- **CONSIGNE DÉTAILLÉE**: Poursuivez le texte ci-dessous sur la publicité au cinéma en Suisse en reprenant juste après sa dernière phrase.

Une petite révolution se prépare dans la publicité au cinéma. Les spectateurs n’y verront que du feu, mais les annonceurs et les diffuseurs en attendent beaucoup. Car le saut technologique qui s’annonce leur apportera une grande flexibilité et un ciblage plus précis du public, ce qui dopera le marché. Projetés jusqu’ici sur des bobines de 35 mm ou de simples diapositives, les spots seront dès cet été numériquement diffusés depuis une centrale dans l’ensemble des salles du pays.

Derrière cette importante avancée, on trouve désormais un acteur unique sur le marché suisse: l’entreprise Cinecom, qui vient d’avaler son homologue romand Mediavision le 15 janvier. «Il y a 560 salles de cinéma en Suisse, dont 500 diffusent de la publicité. Nous les gérons désormais toutes, annonce fièrement Matthias Luchsinger, directeur de Cinecom. Je ne considère cependant pas mon entreprise comme un monopole car le cinéma ne représente qu’un acteur minoritaire sur le marché de la publicité: il totalise seulement 1% des dépenses annuelles des annonceurs.»

Entrées d'un jeu d'annotations par points:
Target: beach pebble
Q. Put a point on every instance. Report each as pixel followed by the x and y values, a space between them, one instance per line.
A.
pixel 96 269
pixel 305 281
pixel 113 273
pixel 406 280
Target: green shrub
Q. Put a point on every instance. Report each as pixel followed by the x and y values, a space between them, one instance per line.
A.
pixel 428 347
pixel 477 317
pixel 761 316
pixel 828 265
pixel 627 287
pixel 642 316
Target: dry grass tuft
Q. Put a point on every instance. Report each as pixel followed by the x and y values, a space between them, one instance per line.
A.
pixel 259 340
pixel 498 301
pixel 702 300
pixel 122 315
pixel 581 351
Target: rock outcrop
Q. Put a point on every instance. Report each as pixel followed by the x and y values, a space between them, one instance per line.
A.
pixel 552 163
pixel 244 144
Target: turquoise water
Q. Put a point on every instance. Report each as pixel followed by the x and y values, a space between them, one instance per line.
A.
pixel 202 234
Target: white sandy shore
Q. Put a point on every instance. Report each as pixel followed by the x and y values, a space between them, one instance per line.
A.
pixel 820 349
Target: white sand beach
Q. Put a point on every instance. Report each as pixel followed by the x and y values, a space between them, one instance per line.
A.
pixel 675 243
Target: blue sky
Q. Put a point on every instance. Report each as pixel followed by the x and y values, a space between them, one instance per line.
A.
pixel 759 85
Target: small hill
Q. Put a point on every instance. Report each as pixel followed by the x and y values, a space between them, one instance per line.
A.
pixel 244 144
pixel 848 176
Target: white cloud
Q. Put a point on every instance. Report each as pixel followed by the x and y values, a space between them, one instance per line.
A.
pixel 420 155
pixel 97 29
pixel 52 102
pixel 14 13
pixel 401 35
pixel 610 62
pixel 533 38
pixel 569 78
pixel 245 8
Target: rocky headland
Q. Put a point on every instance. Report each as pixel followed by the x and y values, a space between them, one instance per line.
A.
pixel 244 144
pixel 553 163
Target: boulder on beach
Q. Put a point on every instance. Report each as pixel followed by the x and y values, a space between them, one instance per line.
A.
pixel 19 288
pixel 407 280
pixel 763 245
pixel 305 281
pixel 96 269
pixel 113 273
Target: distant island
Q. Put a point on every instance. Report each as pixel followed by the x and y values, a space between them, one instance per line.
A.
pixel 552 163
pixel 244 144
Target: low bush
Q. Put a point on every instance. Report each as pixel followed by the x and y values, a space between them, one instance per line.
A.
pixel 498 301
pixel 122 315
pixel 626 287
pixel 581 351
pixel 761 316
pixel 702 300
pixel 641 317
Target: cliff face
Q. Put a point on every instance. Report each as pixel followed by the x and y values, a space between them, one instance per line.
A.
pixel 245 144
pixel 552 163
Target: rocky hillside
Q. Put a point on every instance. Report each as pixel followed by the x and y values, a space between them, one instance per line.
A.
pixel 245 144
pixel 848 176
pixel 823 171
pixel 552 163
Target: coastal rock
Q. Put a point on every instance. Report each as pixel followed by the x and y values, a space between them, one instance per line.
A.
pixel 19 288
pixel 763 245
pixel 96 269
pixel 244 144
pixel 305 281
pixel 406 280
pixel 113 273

...

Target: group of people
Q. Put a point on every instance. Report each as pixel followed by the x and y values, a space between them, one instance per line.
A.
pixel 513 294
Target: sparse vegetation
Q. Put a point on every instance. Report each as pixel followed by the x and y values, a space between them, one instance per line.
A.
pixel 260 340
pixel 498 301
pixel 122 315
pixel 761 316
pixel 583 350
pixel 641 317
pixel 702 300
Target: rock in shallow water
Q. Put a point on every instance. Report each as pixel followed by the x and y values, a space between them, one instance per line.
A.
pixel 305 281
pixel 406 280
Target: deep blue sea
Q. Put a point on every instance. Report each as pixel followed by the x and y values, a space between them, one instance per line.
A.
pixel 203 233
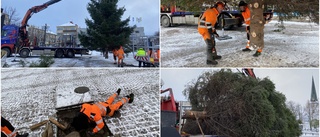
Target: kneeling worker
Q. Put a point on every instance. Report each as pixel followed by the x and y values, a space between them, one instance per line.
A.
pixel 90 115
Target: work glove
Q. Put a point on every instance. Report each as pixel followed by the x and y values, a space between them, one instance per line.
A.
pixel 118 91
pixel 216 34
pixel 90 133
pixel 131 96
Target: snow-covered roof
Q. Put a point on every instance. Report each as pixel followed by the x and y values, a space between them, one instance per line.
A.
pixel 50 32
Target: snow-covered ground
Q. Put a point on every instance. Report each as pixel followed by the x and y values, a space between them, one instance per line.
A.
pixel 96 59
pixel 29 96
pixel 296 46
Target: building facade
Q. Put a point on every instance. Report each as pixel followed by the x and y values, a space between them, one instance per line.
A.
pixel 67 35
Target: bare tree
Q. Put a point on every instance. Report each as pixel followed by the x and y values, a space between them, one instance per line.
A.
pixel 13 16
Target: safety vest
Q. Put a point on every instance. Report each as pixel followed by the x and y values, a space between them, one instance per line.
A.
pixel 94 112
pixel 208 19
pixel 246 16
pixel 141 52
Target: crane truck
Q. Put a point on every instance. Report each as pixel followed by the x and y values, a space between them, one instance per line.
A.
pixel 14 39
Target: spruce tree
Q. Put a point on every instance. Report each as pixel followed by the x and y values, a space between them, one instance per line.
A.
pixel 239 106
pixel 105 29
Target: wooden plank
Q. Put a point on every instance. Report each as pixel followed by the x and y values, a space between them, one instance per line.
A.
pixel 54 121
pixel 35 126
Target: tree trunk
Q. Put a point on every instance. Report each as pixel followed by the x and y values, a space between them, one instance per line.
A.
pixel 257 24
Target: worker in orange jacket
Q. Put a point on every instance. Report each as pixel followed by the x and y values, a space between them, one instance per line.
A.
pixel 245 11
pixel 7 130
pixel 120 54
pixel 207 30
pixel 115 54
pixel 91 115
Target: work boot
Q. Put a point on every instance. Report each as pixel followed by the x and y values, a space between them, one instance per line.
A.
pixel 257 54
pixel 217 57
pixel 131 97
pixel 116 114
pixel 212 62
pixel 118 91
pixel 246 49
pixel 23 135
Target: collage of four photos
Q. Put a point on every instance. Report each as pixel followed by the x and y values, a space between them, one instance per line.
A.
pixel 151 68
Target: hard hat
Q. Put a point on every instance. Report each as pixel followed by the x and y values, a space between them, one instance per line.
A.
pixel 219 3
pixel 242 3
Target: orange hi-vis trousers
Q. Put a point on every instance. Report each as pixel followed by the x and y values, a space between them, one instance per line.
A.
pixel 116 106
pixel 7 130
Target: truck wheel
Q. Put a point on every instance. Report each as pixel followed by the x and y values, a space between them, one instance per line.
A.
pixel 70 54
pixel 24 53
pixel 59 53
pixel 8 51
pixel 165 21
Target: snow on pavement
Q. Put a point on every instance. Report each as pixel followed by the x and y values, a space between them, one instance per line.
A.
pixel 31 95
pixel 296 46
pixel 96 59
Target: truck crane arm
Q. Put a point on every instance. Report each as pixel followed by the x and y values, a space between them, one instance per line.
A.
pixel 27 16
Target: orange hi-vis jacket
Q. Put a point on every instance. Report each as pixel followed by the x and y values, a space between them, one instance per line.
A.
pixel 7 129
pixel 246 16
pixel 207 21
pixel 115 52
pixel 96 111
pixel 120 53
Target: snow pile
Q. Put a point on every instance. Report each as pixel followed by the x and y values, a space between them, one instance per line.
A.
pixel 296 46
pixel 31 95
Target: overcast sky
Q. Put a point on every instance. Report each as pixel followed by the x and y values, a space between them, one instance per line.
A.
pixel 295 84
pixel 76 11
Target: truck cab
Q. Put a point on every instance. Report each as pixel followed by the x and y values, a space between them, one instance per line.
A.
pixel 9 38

- **RÉSULTAT ATTENDU**:
En reprenant les 100 salles romandes gérées par Mediavision, Cinecom pourra uniformiser son offre, ce qui facilitera d’autant l’acquisition de clients. Mais c’est surtout le passage au numérique qui changera la donne. Grâce à un PC et à une ligne à haut débit (ADSL), les films publicitaires seront bientôt téléchargés dans chaque salle de cinéma pendant la nuit, depuis une centrale unique. Ils seront ensuite projetés sur l’écran au moyen de «beamers» haut de gamme.

Cette gestion informatique permet d’offrir une sélection très précise des spots, avec des programmes différents pour chaque salle, et même chaque projection. Les annonceurs pourront ainsi opérer des «frappes chirugicales» sur le public visé. «C’est l’avantage principal, explique Matthias Luchsinger. L’annonceur peut envoyer son spot au dernier moment, le jour même, pour une diffusion le soir. Ainsi, un journal comme L’Hebdo aura la possibilité de diffuser le mercredi soir un spot avec les gros titres de son édition du jeudi. L’annonceur pourra aussi choisir de diffuser son film uniquement avant des films d’action ou des romances. Cela étend notre offre de manière considérable.»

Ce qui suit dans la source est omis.